● Work to be completed: Give back exactly the lines that run from the line containing "wooden table, given" through the end of the listing below. Leave out every other line.

● Input material:
----------------------------------------

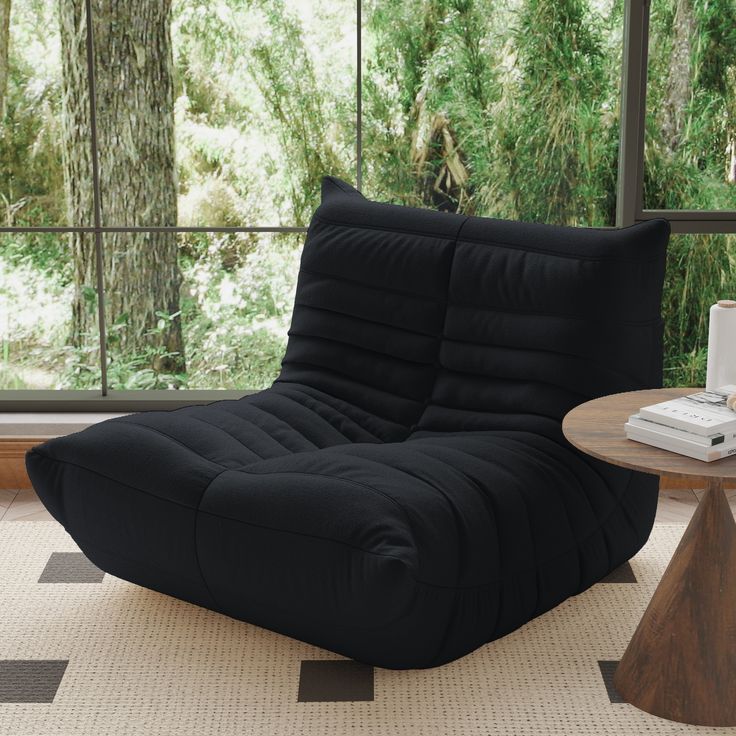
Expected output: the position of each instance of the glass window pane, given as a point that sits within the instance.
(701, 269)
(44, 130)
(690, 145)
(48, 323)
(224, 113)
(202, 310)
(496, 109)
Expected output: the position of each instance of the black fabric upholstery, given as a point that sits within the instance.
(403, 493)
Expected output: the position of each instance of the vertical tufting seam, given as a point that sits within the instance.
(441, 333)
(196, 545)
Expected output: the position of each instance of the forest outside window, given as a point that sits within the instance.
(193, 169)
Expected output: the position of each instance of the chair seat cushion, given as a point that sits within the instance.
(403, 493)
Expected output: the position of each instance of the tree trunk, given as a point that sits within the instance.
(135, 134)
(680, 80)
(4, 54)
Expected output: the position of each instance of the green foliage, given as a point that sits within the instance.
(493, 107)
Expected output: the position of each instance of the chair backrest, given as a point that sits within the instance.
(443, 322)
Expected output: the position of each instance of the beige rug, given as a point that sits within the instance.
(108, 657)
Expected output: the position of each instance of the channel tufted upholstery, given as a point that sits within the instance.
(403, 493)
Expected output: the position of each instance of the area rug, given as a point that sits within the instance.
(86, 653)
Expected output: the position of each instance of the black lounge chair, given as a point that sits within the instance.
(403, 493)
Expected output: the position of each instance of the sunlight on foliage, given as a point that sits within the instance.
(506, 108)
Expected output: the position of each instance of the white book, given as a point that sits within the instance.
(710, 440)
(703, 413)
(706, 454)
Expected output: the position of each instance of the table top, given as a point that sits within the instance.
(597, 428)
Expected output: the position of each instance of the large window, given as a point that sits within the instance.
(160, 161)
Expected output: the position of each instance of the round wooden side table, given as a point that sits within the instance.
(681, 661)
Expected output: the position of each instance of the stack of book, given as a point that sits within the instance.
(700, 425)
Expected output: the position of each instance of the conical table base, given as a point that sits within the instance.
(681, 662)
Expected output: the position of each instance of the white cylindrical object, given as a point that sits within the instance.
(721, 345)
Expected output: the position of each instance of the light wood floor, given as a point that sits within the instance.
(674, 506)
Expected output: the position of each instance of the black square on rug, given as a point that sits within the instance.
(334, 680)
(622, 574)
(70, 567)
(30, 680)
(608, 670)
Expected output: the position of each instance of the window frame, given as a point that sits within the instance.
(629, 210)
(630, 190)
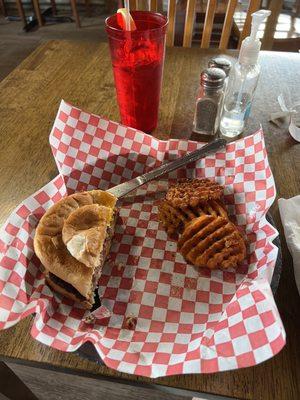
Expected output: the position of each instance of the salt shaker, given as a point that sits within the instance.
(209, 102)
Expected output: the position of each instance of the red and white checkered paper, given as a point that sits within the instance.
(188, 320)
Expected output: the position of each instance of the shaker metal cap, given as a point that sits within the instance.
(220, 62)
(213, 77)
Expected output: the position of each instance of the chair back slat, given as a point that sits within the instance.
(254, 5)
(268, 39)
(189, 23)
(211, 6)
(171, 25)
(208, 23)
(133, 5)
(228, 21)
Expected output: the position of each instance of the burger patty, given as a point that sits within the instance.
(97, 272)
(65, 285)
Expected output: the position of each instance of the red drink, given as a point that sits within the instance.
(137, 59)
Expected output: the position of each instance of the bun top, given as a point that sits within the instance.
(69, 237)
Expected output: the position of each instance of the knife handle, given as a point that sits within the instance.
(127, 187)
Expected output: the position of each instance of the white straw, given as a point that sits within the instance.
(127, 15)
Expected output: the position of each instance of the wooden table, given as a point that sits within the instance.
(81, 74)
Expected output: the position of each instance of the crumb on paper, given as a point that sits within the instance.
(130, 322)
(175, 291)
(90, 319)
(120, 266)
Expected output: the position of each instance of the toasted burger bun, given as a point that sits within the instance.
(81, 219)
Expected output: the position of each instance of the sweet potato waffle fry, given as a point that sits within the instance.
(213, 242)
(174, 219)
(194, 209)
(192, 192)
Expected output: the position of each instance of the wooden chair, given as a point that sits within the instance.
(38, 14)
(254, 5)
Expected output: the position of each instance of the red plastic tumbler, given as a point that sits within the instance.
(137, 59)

----------------------------------------

● Completed exercise:
Expected output: the position of each instance of the wooden table, given as a point that sits within the instance.
(81, 74)
Expected output: the position of each instance of the crumb on paper, given as a point that sits within the instance.
(130, 322)
(175, 291)
(90, 319)
(120, 266)
Expected output: the position of each instance of the toasted burger bun, given as a point that sits within the instance.
(81, 219)
Expected output: the position of each instance of the sweet potato waffle fry, given as a point that sits within the instance.
(213, 242)
(174, 219)
(194, 209)
(192, 192)
Expected output: the position of each instance of the wooden chair, given as a point that sits within the instance.
(38, 14)
(254, 5)
Expected output: the position of each instance of the red plastic tumbler, given as a point that sits within the instance.
(137, 59)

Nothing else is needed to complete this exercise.